選んだ文章
帝政ロシア崩壊直後のウクライナで生きるロシア人家族の物語

長男のアレクセイ(白衛軍:大佐)、妹のエレーナ、そして弟のニコライ(士官候補生)のトゥルビン家には美しいエレーナを慕う男たちが次々とやってくる。冒頭の平和で楽し気な家族の様子がどんどん時代の流れや戦争に翻弄されていき、白衛軍は崩壊し、キーウは占領軍が次々と代わっても砲弾が飛び交い続けている・・・・

アレクセイ役の大場泰正さんの安定した帝国軍人らしい芝居、ラリオン役の池岡亮介さんのみずみずしさ。
主演のニコライ役の村井良大さんは歌も披露します。
明るくひょうきんなニコライが戦争を通じて壊れていく・・・・・
その有様を本当に見事な芝居力で演じられていました。

点のラベル付け例

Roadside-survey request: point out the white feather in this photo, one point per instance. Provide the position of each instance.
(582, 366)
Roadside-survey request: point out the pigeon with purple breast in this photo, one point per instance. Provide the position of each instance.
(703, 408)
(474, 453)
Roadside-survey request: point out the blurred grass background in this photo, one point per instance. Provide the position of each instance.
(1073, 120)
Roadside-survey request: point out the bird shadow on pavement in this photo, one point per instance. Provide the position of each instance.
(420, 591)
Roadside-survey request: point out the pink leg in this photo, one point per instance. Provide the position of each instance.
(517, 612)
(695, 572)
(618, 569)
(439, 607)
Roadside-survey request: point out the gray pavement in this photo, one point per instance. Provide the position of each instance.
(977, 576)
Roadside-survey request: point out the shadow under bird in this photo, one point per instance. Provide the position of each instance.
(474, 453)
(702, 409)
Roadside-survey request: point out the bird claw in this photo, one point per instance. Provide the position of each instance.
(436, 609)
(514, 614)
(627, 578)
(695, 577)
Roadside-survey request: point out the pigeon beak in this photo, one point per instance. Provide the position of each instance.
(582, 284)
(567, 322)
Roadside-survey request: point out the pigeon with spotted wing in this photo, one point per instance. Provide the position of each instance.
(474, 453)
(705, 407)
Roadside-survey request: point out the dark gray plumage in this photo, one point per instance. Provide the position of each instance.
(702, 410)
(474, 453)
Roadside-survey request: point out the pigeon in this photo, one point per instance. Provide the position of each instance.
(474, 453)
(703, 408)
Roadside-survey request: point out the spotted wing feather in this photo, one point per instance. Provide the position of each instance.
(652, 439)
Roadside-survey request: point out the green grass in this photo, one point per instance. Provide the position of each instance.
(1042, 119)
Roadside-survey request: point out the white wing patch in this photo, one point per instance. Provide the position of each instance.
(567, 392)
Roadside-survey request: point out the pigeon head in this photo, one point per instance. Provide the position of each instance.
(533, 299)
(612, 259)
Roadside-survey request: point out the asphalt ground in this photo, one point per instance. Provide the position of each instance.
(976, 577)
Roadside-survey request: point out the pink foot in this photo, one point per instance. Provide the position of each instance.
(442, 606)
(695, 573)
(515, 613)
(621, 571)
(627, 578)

取り組む課題
(a) この舞台評のうち、「帝政ロシア崩壊直後のウクライナで生きるロシア人家族の物語」から「池岡亮介さんのみずみずしさ。」までを、両端も含めてそのまま打ち直してください。
(b) この舞台評の内容を二文で要約してください。
(c) この舞台評について、次の問いに答えてください。
(i) アレクセイはどの軍に属し、階級は何ですか。
(ii) ラリオン役を演じたのは誰ですか。
(iii) 歌も披露するのは、何の役を演じる誰ですか。

課題の解答
(a)
帝政ロシア崩壊直後のウクライナで生きるロシア人家族の物語

長男のアレクセイ(白衛軍:大佐)、妹のエレーナ、そして弟のニコライ(士官候補生)のトゥルビン家には美しいエレーナを慕う男たちが次々とやってくる。冒頭の平和で楽し気な家族の様子がどんどん時代の流れや戦争に翻弄されていき、白衛軍は崩壊し、キーウは占領軍が次々と代わっても砲弾が飛び交い続けている・・・・

アレクセイ役の大場泰正さんの安定した帝国軍人らしい芝居、ラリオン役の池岡亮介さんのみずみずしさ。

(b) 帝政ロシア崩壊直後のウクライナを舞台に、アレクセイ、エレーナ、ニコライのトゥルビン家の平和な暮らしが、時代の流れや戦争に翻弄されていく物語です。主演の村井良大さんは、明るくひょうきんなニコライが戦争を通じて壊れていく有様を、見事な芝居力で演じていました。

(c)
(i) 白衛軍に属し、階級は大佐です。
(ii) 池岡亮介さんです。
(iii) ニコライ役を演じる村井良大さんです。